• Set exercise
Swap every "indicate" in the lines below for "mark" and give the lines again with nothing else changed and the pictures left out.

• Source records
-- Begin --

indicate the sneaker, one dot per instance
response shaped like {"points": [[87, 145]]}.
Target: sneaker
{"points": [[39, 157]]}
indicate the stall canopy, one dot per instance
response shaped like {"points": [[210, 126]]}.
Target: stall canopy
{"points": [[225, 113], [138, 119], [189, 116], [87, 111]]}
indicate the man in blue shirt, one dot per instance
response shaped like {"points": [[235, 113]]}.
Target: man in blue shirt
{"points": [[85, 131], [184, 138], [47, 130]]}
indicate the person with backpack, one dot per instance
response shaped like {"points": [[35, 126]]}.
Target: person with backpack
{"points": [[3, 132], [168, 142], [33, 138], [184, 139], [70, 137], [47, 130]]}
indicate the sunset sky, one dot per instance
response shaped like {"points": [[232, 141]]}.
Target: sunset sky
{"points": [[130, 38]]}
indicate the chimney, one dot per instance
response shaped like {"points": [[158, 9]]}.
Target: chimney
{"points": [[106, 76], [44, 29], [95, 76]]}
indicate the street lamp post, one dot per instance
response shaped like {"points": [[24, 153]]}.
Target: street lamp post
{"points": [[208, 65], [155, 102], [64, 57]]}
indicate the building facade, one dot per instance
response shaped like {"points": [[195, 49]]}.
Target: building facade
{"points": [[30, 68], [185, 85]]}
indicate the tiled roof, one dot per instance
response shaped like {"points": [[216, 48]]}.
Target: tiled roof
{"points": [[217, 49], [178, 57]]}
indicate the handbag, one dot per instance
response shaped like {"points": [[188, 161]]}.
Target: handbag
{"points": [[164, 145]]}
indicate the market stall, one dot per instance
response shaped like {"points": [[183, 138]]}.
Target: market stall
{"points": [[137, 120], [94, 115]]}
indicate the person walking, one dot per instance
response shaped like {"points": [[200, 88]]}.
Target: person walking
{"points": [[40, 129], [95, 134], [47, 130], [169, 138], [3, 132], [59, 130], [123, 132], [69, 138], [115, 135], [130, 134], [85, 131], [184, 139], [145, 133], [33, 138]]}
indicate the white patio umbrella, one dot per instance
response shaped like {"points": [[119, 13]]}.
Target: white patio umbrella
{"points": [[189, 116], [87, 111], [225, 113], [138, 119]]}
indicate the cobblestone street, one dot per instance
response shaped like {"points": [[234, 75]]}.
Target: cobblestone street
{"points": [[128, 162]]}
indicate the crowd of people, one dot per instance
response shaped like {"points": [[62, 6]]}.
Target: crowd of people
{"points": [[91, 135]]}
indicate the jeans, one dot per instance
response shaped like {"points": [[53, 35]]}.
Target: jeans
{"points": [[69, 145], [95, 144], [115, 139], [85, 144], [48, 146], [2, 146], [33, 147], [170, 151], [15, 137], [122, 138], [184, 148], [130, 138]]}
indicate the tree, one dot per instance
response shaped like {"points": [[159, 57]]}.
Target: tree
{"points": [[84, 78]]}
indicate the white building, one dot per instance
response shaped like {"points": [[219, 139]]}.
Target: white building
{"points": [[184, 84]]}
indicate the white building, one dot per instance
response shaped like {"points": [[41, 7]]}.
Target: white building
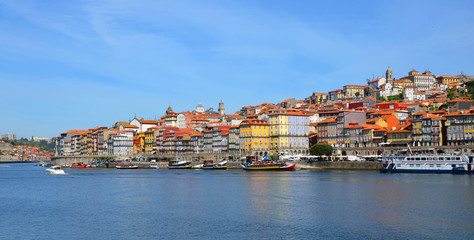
{"points": [[143, 124]]}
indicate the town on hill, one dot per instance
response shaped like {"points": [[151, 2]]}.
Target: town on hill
{"points": [[418, 110]]}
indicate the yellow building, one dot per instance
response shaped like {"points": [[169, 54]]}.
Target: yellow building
{"points": [[289, 133], [254, 137], [149, 140], [278, 133]]}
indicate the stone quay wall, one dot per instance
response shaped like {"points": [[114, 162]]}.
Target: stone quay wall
{"points": [[466, 149], [341, 165]]}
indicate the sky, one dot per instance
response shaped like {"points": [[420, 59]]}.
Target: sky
{"points": [[82, 64]]}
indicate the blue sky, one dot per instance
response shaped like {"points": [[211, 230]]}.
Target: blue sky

-- End --

• Problem solution
mark the sneaker, one dot per instance
response shaped like {"points": [[87, 145]]}.
Target: sneaker
{"points": [[39, 157]]}
mark the stall canopy, one dot per instance
response shaped like {"points": [[210, 126]]}.
Target: stall canopy
{"points": [[225, 113], [138, 119], [189, 116], [87, 111]]}
mark the man in blue shirt, one dot per instance
response shaped like {"points": [[235, 113]]}.
Target: man in blue shirt
{"points": [[85, 131], [184, 138], [47, 130]]}
mark the person with backpack, one dot per instance
response shaped like {"points": [[35, 126]]}.
Target: person with backpack
{"points": [[3, 132], [168, 142], [33, 138], [184, 139], [70, 137], [47, 130]]}
mark the sunset sky, one dot per instance
response shaped like {"points": [[232, 141]]}.
Target: sunset sky
{"points": [[130, 38]]}
mark the chimney, one dot per instance
response shaped like {"points": [[158, 9]]}.
Target: chimney
{"points": [[106, 76], [44, 29], [95, 76]]}
mark the street lamp post, one dot per instance
response shaped like {"points": [[24, 153]]}.
Target: street lamp post
{"points": [[208, 65], [155, 102], [64, 57]]}
mark the building facade, one dot per instance
response shaped like {"points": [[195, 49]]}.
Target: building facade
{"points": [[30, 68], [185, 85]]}
mark the tiled roof, one dot per instance
response shaped like {"points": [[216, 48]]}.
Target: tiled roof
{"points": [[217, 49], [178, 57]]}
mark the handbag, one dot per instance
response shaped like {"points": [[188, 161]]}.
Target: handbag
{"points": [[164, 145]]}
mark the market stall, one dot per instance
response shaped like {"points": [[183, 138]]}.
Target: market stall
{"points": [[137, 120], [94, 115]]}
mark the person walking, one dot per instance
response shaped like {"points": [[200, 88]]}.
Target: person walking
{"points": [[40, 129], [95, 134], [47, 130], [169, 138], [3, 132], [59, 130], [123, 132], [69, 138], [115, 135], [130, 134], [85, 131], [184, 139], [145, 133], [33, 138]]}
mark the white patio umbrella, one dot per instance
response shaped like {"points": [[119, 13]]}.
Target: white patio umbrella
{"points": [[189, 116], [87, 111], [225, 113], [138, 119]]}
mark the cobblestone street, one dot per instance
response shaped like {"points": [[234, 75]]}.
Target: cobblestone street
{"points": [[128, 162]]}
mark the crowd of people, one dot per instance
response shaped like {"points": [[62, 6]]}.
Target: crowd of people
{"points": [[91, 135]]}
mark the jeans, one dot per instance
response shaped like {"points": [[53, 35]]}.
Target: jeans
{"points": [[69, 145], [95, 144], [115, 139], [85, 144], [48, 146], [2, 146], [33, 147], [170, 151], [15, 137], [122, 138], [184, 148], [130, 138]]}
mark the tree, one dot per instance
response shaped like {"points": [[159, 57]]}.
Target: tree
{"points": [[84, 78]]}
mark the white building, one dot per instance
response shaped like {"points": [[219, 139]]}.
Target: white building
{"points": [[184, 84]]}
mark the white building, one dot per instance
response shaped like {"points": [[41, 7]]}.
Target: white building
{"points": [[143, 124]]}
mark the town on hill, one dot per instance
response shaped like {"points": [[151, 2]]}.
Target: town on hill
{"points": [[418, 110]]}
mark the yellow building, one dot per instance
response shaped like {"points": [[169, 54]]}.
Target: yellow building
{"points": [[289, 133], [254, 137], [149, 140], [278, 133]]}
mark the stone quay wall, one dot per instance
response shaped like {"points": [[114, 162]]}.
Target: stone quay wall
{"points": [[466, 149], [341, 165]]}
mark the sky, one dot per instance
response shaped like {"points": [[420, 59]]}.
Target: sky
{"points": [[82, 64]]}
mark the blue sky, one dot per instance
response shaped like {"points": [[211, 230]]}.
Target: blue sky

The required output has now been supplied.